• _抜粋本文_
● ● ● ●

黒猫 とのべい の冒険

身近な出来事や感じたことを登載してみました。

はなの毛並み

2016年11月22日 14時18分56秒 | ファンタジー
《四歳のころの はな》

 はな は三歳のころからわずか二年間だけ、太平洋の岸辺の小さな町に住んだことがある。平地は狭く、強風が来たら海へ転げ落ちそうなところだった。二年間はほんとうにあっという間に過ぎた。環境にやっとなじんで、これから深く森に潜行して鹿狩りでも楽しもうと思ったのにまた引っ越しだ。
 その町に住み始めた年の秋、ふと気がついた。はな の喉から胸にかけて、ダラダラとよだれ掛けのように伸びる白い毛が、すっきりカットされている。これから長い冬を迎えるというのに、防寒にならないニャン。
 その年の冬になっても雪はどこにも見当たらなかった、窓から見える落葉樹の小枝付近に小鳥が飛びかい、アパートの煙突の蓋の真上には、カモメ(あるいはウミネコか)がカラスを蹴散らして鎮座していた。ここがほんとうに北海道? と首をかしげるくらい日差しが強く、家に中にいると、夏の時期より暖かく感じた。

● ● ● ●

• _データ記録_
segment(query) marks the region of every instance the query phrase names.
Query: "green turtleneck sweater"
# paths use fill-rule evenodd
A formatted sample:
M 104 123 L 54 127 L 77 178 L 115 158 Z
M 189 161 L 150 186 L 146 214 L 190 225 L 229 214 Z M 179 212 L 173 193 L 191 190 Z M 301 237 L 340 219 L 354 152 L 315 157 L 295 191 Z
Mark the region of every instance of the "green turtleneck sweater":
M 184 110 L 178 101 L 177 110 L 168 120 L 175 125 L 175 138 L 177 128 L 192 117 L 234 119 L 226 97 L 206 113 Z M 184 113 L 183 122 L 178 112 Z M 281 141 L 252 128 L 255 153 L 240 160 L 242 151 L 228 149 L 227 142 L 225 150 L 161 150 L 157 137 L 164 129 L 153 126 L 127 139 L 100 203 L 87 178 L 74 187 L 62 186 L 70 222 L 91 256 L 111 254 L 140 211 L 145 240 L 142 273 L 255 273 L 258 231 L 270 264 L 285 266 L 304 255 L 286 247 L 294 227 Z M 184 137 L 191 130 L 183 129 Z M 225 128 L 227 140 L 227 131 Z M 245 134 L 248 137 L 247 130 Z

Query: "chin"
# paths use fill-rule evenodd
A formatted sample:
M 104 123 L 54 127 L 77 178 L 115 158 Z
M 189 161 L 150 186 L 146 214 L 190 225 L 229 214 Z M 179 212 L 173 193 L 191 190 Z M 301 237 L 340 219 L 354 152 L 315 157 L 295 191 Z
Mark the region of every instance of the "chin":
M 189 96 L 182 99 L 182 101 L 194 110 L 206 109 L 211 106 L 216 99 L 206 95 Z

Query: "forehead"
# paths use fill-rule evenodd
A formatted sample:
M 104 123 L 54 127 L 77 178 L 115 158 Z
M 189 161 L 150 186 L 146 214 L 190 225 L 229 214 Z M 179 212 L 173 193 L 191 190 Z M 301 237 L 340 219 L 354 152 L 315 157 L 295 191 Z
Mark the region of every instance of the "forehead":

● ● ● ●

• _課題一覧_
**a.** 抜粋本文のうち「その年の冬になっても」で始まる段落に登場する鳥を、すべて挙げてください。
**b.** 抜粋本文に基づき、次の問いに答えてください。
(i) はなが太平洋の岸辺の小さな町に住んだのは、何歳のころから何年間ですか。
(ii) その町に住み始めた年の秋、はなの毛並みについて何に気づきましたか。
(iii) この記事の投稿日時と分類はどのように示されていますか。
**c.** はなの毛並みについての抜粋本文を、示された最後の文の後から再開し、続きを書いてください。

• _解答一覧_
**a.** 小鳥、カモメ、ウミネコ、カラス

**b.**
(i) 三歳のころから二年間です。
(ii) 喉から胸にかけてよだれ掛けのように伸びる白い毛が、すっきりカットされていることに気づきました。
(iii) 投稿日時は2016年11月22日 14時18分56秒、分類は「ファンタジー」です。

**c.**
 ところが、年を越し春が来ると外の様子が一変した。海の方から綿飴みたいな濃い霧が、ほとんど毎日、ボヤボヤ押し寄せてきた。その霧は寒気もいっしょに連れてきた。鳥たちは羽があるから山の方へすぐ移動したが、ネコとヒトとウマは家や柵の中で、鬱屈した日々をじっと耐えなければならなかった。
 すると、はな の毛並みにまた異変が起きた。例のよだれ掛けが少しずつ伸び始め、夏になるころには全身すっかり冬毛になった。その土地の生き物の多くは、季節の移り変わりを勘違いしていると思う。父さんだって、その年の夏から帽子をかぶるようになった。えっ、意味が違う?
 今の家に住んでからも、はな の毛並みの逆転現象は数年続いたが、いつの間にか元通りになった。(2016.11.22)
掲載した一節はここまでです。